About
Why do I make art? I do it for myself, to make myself happy, to challenge myself, to feel productive, and to escape from the ugly, frightening, angering aspects of life. I make art to please my loved ones and to support art organizations with which I am connected. My art does not express my outrage, my terror, or my disgust. Sometimes I express my sadness, but mostly I express my longing to capture fleeting images of beauty, of subjects that have meaning for me, that I have seen for myself in real life or in fantasies. I have no message for anyone, but I do have an invitation. Escape with me. Notice the beauty of life and let it give you a break from its demands and stresses.

Art Education
Although I do not have formal fine arts credentials, I have been taking art classes intermittently since my first at the Museum of Fine Arts in Boston when I was twelve. In addition to Emmanuel College courses in art history, aesthetics, and painting (I was an English Literature major), Cambridge Adult Education drawing classes comprised my art education. Then I put aside art to earn a doctorate at Harvard Business School, start a career as a management professor at Bentley University, and raise a family. After a 25-year hiatus, I resumed taking at least one art class a year at the MFA’s Museum School, the DeCordova Museum, or Watertown’s Arsenal Center for the Arts (re-named Mosesian Center for the Arts). Among my instructors were Hannah Barrett, Jaque Baldini, Marjorie Glick, Mary O’Malley, and Cat Bennett.

**Records supplied**:

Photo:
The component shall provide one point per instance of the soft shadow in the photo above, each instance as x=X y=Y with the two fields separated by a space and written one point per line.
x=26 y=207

==

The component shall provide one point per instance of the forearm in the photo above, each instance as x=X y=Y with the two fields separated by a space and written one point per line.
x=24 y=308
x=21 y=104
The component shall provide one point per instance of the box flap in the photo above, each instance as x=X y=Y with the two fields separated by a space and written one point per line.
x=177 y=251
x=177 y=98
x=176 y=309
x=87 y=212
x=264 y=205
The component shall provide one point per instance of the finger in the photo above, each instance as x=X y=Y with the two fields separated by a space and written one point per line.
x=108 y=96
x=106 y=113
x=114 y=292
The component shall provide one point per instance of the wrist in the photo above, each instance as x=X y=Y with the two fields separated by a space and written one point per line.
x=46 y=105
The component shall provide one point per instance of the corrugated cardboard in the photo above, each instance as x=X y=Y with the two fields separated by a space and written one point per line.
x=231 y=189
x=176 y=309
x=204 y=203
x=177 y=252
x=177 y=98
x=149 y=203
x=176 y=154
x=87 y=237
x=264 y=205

**What is asked**:
**A.** Decide whether each statement agrees with the about page, answering yes or no and quoting the deciding words: (i) the first art class mentioned took place at the Museum of Fine Arts in Boston at age twelve; (ii) the major at Emmanuel College was fine arts; (iii) the art expresses outrage.
**B.** Count how many lines of the records contain the string "shadow", and give only that number.

**Outputs for the tasks**:
**A.**
(i) Yes: "since my first at the Museum of Fine Arts in Boston when I was twelve"
(ii) No: "(I was an English Literature major)"
(iii) No: "My art does not express my outrage, my terror, or my disgust."

**B.** 1